Lay out the items below as a JSON list of strings, one string per line and with blank lines left out, covering only the part that runs from the start of the items through the line containing "top-left (598, 0), bottom-right (1000, 339)", both ends included.

→ Data lines
-- begin --

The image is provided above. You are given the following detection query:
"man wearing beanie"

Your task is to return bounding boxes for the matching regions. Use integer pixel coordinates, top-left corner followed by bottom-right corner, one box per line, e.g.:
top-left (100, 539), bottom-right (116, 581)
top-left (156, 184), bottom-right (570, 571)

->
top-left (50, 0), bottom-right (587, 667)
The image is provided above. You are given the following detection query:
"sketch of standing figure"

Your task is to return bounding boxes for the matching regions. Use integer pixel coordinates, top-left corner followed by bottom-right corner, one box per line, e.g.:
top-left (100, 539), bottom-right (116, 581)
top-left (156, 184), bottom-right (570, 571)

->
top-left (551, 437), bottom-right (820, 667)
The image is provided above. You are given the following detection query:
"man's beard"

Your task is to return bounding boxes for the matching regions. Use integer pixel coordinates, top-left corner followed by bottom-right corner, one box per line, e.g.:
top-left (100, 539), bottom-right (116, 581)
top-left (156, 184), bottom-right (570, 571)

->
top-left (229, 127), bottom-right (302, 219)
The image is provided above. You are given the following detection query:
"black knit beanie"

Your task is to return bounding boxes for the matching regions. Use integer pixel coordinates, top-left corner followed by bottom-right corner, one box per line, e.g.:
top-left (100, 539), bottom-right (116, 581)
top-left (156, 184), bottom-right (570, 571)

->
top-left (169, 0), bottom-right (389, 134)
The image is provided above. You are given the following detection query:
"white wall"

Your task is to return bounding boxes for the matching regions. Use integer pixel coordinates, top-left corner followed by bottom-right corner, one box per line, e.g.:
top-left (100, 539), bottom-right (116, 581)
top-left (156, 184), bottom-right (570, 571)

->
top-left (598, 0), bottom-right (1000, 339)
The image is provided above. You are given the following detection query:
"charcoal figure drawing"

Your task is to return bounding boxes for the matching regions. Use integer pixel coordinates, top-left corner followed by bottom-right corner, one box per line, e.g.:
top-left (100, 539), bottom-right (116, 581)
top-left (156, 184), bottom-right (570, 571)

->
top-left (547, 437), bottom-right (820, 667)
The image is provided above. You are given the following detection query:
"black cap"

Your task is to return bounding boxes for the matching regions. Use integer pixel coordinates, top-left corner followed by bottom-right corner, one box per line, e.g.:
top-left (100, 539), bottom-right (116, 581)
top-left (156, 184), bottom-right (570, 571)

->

-- end --

→ Answer to this problem
[
  "The image is provided above. You are given the following detection query:",
  "\"man wearing beanie\"",
  "Your task is to return bounding boxes for the matching regions. Use integer pixel coordinates, top-left corner followed by bottom-right corner, one box per line, e.g.:",
  "top-left (100, 539), bottom-right (116, 581)",
  "top-left (156, 184), bottom-right (570, 571)",
  "->",
  "top-left (50, 0), bottom-right (587, 667)",
  "The image is provided above. You are given the following detection query:",
  "\"sketch of standing figure\"",
  "Your task is to return bounding boxes for the matching regions. Use integer pixel coordinates, top-left corner followed by bottom-right corner, one box per line, e.g.:",
  "top-left (100, 539), bottom-right (116, 581)",
  "top-left (156, 184), bottom-right (570, 571)",
  "->",
  "top-left (551, 437), bottom-right (820, 667)",
  "The image is provided above. You are given the following detection query:",
  "\"man's beard\"",
  "Your task is to return bounding boxes for the matching regions. Use integer pixel coordinates, top-left corner followed by bottom-right corner, one box per line, e.g.:",
  "top-left (100, 539), bottom-right (116, 581)",
  "top-left (156, 184), bottom-right (570, 571)",
  "->",
  "top-left (229, 127), bottom-right (302, 219)",
  "The image is provided above. You are given the following detection query:",
  "\"black knit beanie\"",
  "Your task is to return bounding boxes for the matching regions. Use integer pixel coordinates, top-left corner followed by bottom-right corner, one box per line, e.g.:",
  "top-left (100, 539), bottom-right (116, 581)",
  "top-left (156, 184), bottom-right (570, 571)",
  "->",
  "top-left (169, 0), bottom-right (389, 134)",
  "The image is provided above. You are given the following detection query:",
  "\"white wall\"",
  "Your task is to return bounding boxes for the matching regions. Use integer pixel coordinates, top-left corner followed by bottom-right corner, one box per line, e.g.:",
  "top-left (100, 539), bottom-right (116, 581)",
  "top-left (156, 184), bottom-right (570, 571)",
  "->",
  "top-left (598, 0), bottom-right (1000, 339)"
]